(Stored records)

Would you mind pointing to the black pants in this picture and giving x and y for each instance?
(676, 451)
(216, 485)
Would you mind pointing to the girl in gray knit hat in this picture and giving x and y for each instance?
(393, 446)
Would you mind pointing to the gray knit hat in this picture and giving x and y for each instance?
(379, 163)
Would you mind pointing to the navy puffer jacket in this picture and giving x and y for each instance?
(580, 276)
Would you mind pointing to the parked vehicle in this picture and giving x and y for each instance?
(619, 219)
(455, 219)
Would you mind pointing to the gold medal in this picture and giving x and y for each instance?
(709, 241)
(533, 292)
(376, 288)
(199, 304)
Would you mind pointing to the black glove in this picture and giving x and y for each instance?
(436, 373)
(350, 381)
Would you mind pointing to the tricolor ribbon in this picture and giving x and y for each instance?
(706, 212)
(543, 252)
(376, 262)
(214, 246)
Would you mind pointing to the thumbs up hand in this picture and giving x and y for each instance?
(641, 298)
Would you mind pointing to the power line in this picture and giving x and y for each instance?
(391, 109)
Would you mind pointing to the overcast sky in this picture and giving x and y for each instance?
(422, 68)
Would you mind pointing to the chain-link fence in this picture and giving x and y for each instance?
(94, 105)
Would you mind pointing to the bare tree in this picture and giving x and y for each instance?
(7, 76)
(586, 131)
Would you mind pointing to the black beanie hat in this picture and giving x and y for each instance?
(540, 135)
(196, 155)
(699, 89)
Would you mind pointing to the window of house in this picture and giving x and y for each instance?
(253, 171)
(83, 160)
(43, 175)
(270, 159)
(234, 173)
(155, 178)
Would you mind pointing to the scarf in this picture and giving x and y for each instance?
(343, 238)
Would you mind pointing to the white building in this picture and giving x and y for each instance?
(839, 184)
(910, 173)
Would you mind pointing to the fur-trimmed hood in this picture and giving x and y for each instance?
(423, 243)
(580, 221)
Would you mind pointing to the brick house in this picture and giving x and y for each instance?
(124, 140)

== Brief ==
Each entry must be output exactly as it was written.

== Reply to the task ==
Would you mind pointing to the black pants in this picture and giving x and y for each instance?
(676, 451)
(216, 485)
Would you mind pointing to the girl in gray knit hat in this picture and giving x and y for each instance?
(393, 446)
Would you mind pointing to the gray knit hat in this picture and giving x and y for each instance?
(379, 163)
Would you mind pointing to the navy puffer jacket in this picture and giving x and y for each instance?
(580, 276)
Would you mind pointing to the parked vehicle in this picture and giving x and y for each instance?
(619, 219)
(455, 219)
Would you mind pointing to the gold medal in this picture and giving x and y for each instance?
(709, 241)
(533, 292)
(376, 288)
(199, 304)
Would you mind pointing to the black glove in this picture and giving x and y for each instance?
(436, 373)
(350, 381)
Would you mind pointing to the tricolor ribbon in this picture and giving x and y for each instance?
(706, 212)
(543, 252)
(376, 262)
(214, 246)
Would you mind pointing to the thumbs up hand in this picture and giving x and y for each instance?
(641, 298)
Would you mind pointing to the power line in this picture and giving x and y for each instance?
(391, 109)
Would you mind pointing to the overcast sky in this picture and giving x and y for each instance?
(422, 68)
Would you mind pointing to the chain-link fence in this picture and giving x and y for each instance?
(94, 105)
Would you mind pointing to the bare tree in this picture and giving x and y for each instance?
(7, 76)
(586, 131)
Would you mind pointing to the black beanie hat in this picture and giving x and y for each instance?
(540, 135)
(196, 155)
(699, 89)
Would you mind pointing to the window of house in this picture and giving x and y for each instance?
(253, 171)
(83, 160)
(43, 175)
(270, 159)
(234, 173)
(155, 178)
Would you mind pointing to the scarf in this picture and giving x and y for each instance?
(343, 238)
Would you mind pointing to the white building in this picture and giving x and y for each instance?
(839, 184)
(910, 173)
Would you mind pointing to the fur-trimmed hood in this picture and giving x and y for each instance?
(423, 243)
(580, 221)
Would you mind pointing to the brick house in this picture and giving x and y for each instance?
(124, 140)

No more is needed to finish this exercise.